▶ WORK INSTRUCTION: Find each line in the data below that contains the string "negative", and copy those lines.

▶ SOURCE MATERIAL:
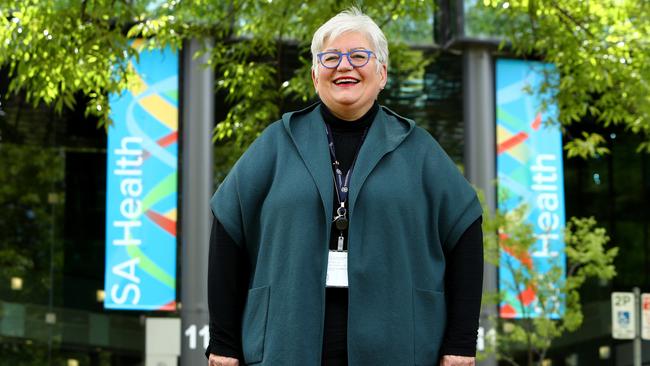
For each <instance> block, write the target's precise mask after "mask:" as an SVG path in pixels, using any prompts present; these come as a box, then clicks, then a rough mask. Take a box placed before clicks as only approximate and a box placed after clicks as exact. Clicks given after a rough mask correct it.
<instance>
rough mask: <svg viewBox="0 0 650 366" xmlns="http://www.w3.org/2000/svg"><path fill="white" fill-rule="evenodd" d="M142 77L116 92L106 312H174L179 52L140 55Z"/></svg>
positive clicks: (158, 53) (139, 45)
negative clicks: (122, 92) (126, 88)
mask: <svg viewBox="0 0 650 366" xmlns="http://www.w3.org/2000/svg"><path fill="white" fill-rule="evenodd" d="M132 46H133V47H134V48H136V49H138V50H139V54H140V59H139V62H138V63H136V62H135V60H132V61H131V62H130V63H129V67H131V68H132V69H133V70H134V71H135V72H136V74H137V75H138V80H136V81H135V82H134V83H132V84H131V86H130V87H129V89H128V90H126V91H125V92H124V93H123V94H122V95H111V96H110V104H111V118H112V120H113V124H112V125H111V126H110V127H109V129H108V148H107V154H106V155H107V186H106V271H105V284H104V289H105V293H106V295H105V297H104V307H105V308H107V309H130V310H168V311H171V310H175V309H176V209H177V207H176V206H177V172H178V55H177V53H176V52H172V51H171V49H165V50H162V51H146V50H142V42H140V41H135V42H134V43H133V45H132Z"/></svg>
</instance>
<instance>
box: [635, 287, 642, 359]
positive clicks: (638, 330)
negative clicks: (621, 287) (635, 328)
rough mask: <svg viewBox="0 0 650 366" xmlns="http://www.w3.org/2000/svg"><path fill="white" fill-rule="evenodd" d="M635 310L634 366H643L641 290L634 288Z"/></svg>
mask: <svg viewBox="0 0 650 366" xmlns="http://www.w3.org/2000/svg"><path fill="white" fill-rule="evenodd" d="M634 310H635V313H637V314H638V315H637V316H636V324H634V327H635V328H636V330H635V335H634V366H641V316H642V312H641V290H640V289H639V288H638V287H635V288H634Z"/></svg>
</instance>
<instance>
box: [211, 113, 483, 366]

▶ ANSWER:
negative clicks: (122, 92) (126, 88)
negative clicks: (621, 287) (635, 328)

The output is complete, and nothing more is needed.